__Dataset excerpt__
▬▬▬▬▬▬

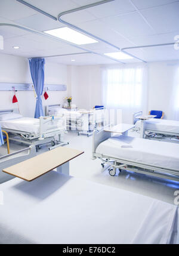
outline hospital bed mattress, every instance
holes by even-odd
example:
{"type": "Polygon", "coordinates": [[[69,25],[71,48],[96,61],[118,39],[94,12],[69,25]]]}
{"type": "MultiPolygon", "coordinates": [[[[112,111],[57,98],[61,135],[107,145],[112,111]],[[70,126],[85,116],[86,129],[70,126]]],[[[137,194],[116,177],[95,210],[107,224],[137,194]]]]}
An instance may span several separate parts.
{"type": "MultiPolygon", "coordinates": [[[[0,185],[0,243],[168,243],[177,207],[55,171],[0,185]]],[[[174,229],[175,228],[175,229],[174,229]]]]}
{"type": "MultiPolygon", "coordinates": [[[[136,123],[137,127],[140,127],[141,121],[136,123]]],[[[144,122],[145,128],[156,131],[174,132],[179,134],[179,121],[159,119],[151,119],[144,122]]]]}
{"type": "MultiPolygon", "coordinates": [[[[58,120],[58,127],[62,127],[63,120],[58,120]]],[[[35,135],[39,134],[39,119],[32,118],[21,118],[16,119],[10,119],[1,121],[2,128],[11,129],[14,131],[21,131],[33,134],[35,135]]],[[[57,124],[54,125],[50,125],[49,129],[53,129],[56,127],[57,124]]]]}
{"type": "Polygon", "coordinates": [[[113,137],[100,143],[96,153],[179,172],[179,145],[175,143],[128,136],[113,137]]]}

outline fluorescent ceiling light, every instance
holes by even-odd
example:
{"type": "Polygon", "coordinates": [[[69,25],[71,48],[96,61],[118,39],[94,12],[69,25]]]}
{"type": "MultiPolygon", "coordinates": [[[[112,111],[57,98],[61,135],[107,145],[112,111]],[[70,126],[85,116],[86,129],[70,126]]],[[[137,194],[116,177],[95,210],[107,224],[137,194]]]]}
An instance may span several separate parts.
{"type": "Polygon", "coordinates": [[[116,53],[104,53],[104,54],[111,57],[112,58],[116,58],[117,60],[127,60],[129,58],[133,58],[132,57],[129,56],[125,53],[122,53],[121,51],[116,53]]]}
{"type": "Polygon", "coordinates": [[[51,29],[44,32],[78,45],[98,42],[96,40],[67,27],[51,29]]]}

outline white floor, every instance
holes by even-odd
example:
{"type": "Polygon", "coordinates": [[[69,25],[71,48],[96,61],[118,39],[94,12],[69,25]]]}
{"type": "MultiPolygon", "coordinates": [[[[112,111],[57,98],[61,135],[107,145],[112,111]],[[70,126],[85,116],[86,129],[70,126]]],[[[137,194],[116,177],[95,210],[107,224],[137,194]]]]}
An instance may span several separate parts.
{"type": "MultiPolygon", "coordinates": [[[[137,136],[134,132],[129,135],[137,136]]],[[[83,155],[70,161],[70,175],[174,203],[174,193],[175,190],[179,190],[179,182],[125,171],[122,171],[119,175],[117,173],[116,176],[112,177],[109,175],[107,168],[105,169],[102,168],[99,159],[91,159],[92,136],[78,136],[76,132],[69,132],[64,135],[64,138],[69,142],[68,147],[85,152],[83,155]]],[[[24,147],[26,147],[26,146],[10,144],[12,152],[24,147]]],[[[47,147],[43,147],[39,153],[47,150],[47,147]]],[[[6,152],[6,145],[3,145],[0,148],[0,155],[5,155],[6,152]]]]}

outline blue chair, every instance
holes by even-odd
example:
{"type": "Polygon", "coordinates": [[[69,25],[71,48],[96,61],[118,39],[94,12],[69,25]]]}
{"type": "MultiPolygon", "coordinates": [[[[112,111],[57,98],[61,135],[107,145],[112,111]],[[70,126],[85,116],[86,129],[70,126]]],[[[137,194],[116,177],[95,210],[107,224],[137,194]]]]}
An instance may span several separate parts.
{"type": "Polygon", "coordinates": [[[98,105],[96,105],[94,107],[95,109],[104,109],[104,106],[98,106],[98,105]]]}
{"type": "Polygon", "coordinates": [[[163,112],[163,111],[161,111],[161,110],[150,110],[149,112],[149,115],[156,116],[154,118],[162,119],[164,116],[164,112],[163,112]]]}

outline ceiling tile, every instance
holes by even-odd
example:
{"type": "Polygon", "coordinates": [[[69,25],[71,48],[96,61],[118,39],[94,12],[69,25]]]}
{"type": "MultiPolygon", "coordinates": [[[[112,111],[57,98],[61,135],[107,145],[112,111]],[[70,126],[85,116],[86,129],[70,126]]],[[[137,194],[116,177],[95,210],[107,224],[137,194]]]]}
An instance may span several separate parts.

▬▬▬▬▬▬

Can you write out the entire listing above, character for character, omitting the pictures?

outline hospital bed mattress, every instance
holes by even-odd
example:
{"type": "Polygon", "coordinates": [[[69,25],[71,48],[96,61],[118,39],[94,12],[69,25]]]}
{"type": "MultiPolygon", "coordinates": [[[[112,111],[57,98],[61,135],[107,145],[112,111]],[[70,126],[85,116],[86,129],[70,126]]],[[[137,194],[116,177],[95,210],[107,224],[137,194]]]]}
An instance may span several separate parts.
{"type": "MultiPolygon", "coordinates": [[[[0,185],[0,243],[168,243],[177,207],[55,171],[0,185]]],[[[174,229],[175,228],[175,229],[174,229]]]]}
{"type": "MultiPolygon", "coordinates": [[[[136,123],[137,127],[140,127],[141,121],[136,123]]],[[[144,122],[145,128],[156,131],[174,132],[179,134],[179,121],[159,119],[151,119],[144,122]]]]}
{"type": "MultiPolygon", "coordinates": [[[[58,120],[58,127],[62,127],[63,120],[58,120]]],[[[35,135],[39,134],[39,119],[32,118],[21,118],[16,119],[10,119],[1,121],[2,128],[11,129],[14,131],[21,131],[33,134],[35,135]]],[[[57,124],[54,125],[50,125],[49,129],[53,129],[56,127],[57,124]]]]}
{"type": "Polygon", "coordinates": [[[113,137],[100,143],[96,153],[179,172],[179,145],[175,143],[128,136],[113,137]]]}

outline fluorescent ceiling light, every instance
holes by even-odd
example:
{"type": "Polygon", "coordinates": [[[69,25],[71,48],[96,61],[118,39],[94,12],[69,25]]]}
{"type": "MultiPolygon", "coordinates": [[[[112,111],[57,98],[61,135],[107,145],[112,111]],[[70,126],[85,116],[86,129],[70,126]]],[[[137,194],[116,177],[95,210],[107,224],[137,194]]]]}
An instance may span several separate parts.
{"type": "Polygon", "coordinates": [[[116,53],[104,53],[104,54],[111,57],[112,58],[116,58],[117,60],[127,60],[129,58],[133,58],[132,57],[129,56],[125,53],[122,53],[121,51],[116,53]]]}
{"type": "Polygon", "coordinates": [[[51,29],[44,32],[78,45],[98,42],[96,40],[67,27],[51,29]]]}

outline white floor, every instance
holes by even-odd
example:
{"type": "Polygon", "coordinates": [[[69,25],[71,48],[96,61],[118,39],[94,12],[69,25]]]}
{"type": "MultiPolygon", "coordinates": [[[[112,111],[57,98],[61,135],[107,145],[112,111]],[[70,126],[85,116],[86,129],[70,126]]],[[[137,194],[116,177],[95,210],[107,224],[137,194]]]]}
An instance may span several separate parts.
{"type": "MultiPolygon", "coordinates": [[[[137,136],[134,132],[129,135],[137,136]]],[[[83,155],[70,161],[70,175],[174,203],[174,193],[175,190],[179,190],[179,182],[125,171],[122,171],[119,175],[117,173],[116,176],[112,177],[109,175],[107,168],[105,169],[102,168],[99,159],[91,159],[92,136],[78,136],[76,132],[69,132],[64,135],[64,138],[69,142],[68,147],[85,152],[83,155]]],[[[24,147],[26,147],[26,146],[10,144],[12,152],[24,147]]],[[[47,147],[43,147],[39,153],[47,150],[47,147]]],[[[6,152],[6,145],[3,145],[0,148],[0,155],[5,155],[6,152]]]]}

outline blue chair, every instance
holes by even-odd
example:
{"type": "Polygon", "coordinates": [[[69,25],[71,48],[96,61],[118,39],[94,12],[69,25]]]}
{"type": "MultiPolygon", "coordinates": [[[[112,111],[57,98],[61,135],[107,145],[112,111]],[[70,126],[85,116],[86,129],[70,126]]],[[[137,194],[116,177],[95,210],[107,224],[137,194]]]]}
An instance may span several separate parts.
{"type": "Polygon", "coordinates": [[[98,105],[96,105],[94,107],[95,109],[104,109],[104,106],[98,106],[98,105]]]}
{"type": "Polygon", "coordinates": [[[163,112],[163,111],[161,111],[161,110],[150,110],[149,112],[149,115],[156,116],[154,118],[162,119],[164,116],[164,112],[163,112]]]}

outline ceiling tile, every instance
holes by even-odd
example:
{"type": "Polygon", "coordinates": [[[69,25],[71,48],[96,61],[118,39],[94,12],[69,25]]]}
{"type": "MultiPolygon", "coordinates": [[[[112,111],[57,98],[61,135],[107,145],[112,111]],[[70,126],[85,116],[86,129],[70,126]]],[[[137,194],[116,177],[95,210],[107,224],[137,194]]]]}
An instance may span several separate parts.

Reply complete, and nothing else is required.